How has the media changed in the past 10 years? We ask the experts

March 2017 will be the 10th edition of the Digital Innovators' Summit, marking years of insight, discussion, and excitement around the future of digital media. Registration is now open, and our special discounted rate applies if you book before December 1st.

A lot has changed in a decade - from the decline of MySpace and Bebo, the huge shift to mobile, the resurrection of podcasts, and an explosion of blogs morphing into a whole new industry we now know as digital publishing. 

In light of how enormously the landscape has altered, and in celebration of 10 years of the Digital Innovators' Summit, we decided to get in touch with past speakers and industry specialists to hear their thoughts on past shifts and future challenges.

We asked each of them two questions: what's been the most significant change in the media in the past 10 years, and what's the biggest challenge facing publishers in the decade to come? Read their answers below.

John Wilpers, senior director/US of INNOVATION Media Consulting

What do you think has been the most significant change in the media in the last 10 years? 

Everyone is going to take the easy way out and say: "Digital". But the digital revolution is only a part, albeit a huge part, of a profound change in the very business model of the media business.

Media companies have had to 1) Realize that their content and revenue models must radically change to become more diverse, flexible, and creative, and then 2) They must act on that realization quickly and creatively.

Content models must now be multi-platform, multimedia, 24-7, and include "content" like real-time events, reader data, and more, while the revenue model must expand well beyond advertising and subscriptions to events, data products, marketing services, consumer companies in their niche (witness Hearst's investment in SAAS healthcare company MedHOK), creative partnerships, and much more. If media companies do not change their content and revenue models, they will not be around in 10 years.

What do you think is the biggest challenge for publishers in the next 10 years?

━━━━━━━━━━━━━━━━

Request 1:
Answer these from the summit article:
(a) Which edition of the Digital Innovators' Summit takes place in March 2017?
(b) Booking before what date gets the special discounted rate?
(c) What company did Hearst invest in, according to John Wilpers?
Request 2: Output the summit article's text between "A lot has changed" and "last 10 years?", inclusive.
The listing has no connection to the summit article.

Source material:
━━━━━━━━━━━━━━━━

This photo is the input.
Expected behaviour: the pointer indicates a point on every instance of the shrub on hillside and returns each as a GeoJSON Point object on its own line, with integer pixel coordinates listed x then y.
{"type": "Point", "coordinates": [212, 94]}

━━━━━━━━━━━━━━━━

Correct output 1:
(a) The 10th edition
(b) December 1st
(c) MedHOK, a SAAS healthcare company

Correct output 2:
A lot has changed in a decade - from the decline of MySpace and Bebo, the huge shift to mobile, the resurrection of podcasts, and an explosion of blogs morphing into a whole new industry we now know as digital publishing. 

In light of how enormously the landscape has altered, and in celebration of 10 years of the Digital Innovators' Summit, we decided to get in touch with past speakers and industry specialists to hear their thoughts on past shifts and future challenges.

We asked each of them two questions: what's been the most significant change in the media in the past 10 years, and what's the biggest challenge facing publishers in the decade to come? Read their answers below.

John Wilpers, senior director/US of INNOVATION Media Consulting

What do you think has been the most significant change in the media in the last 10 years?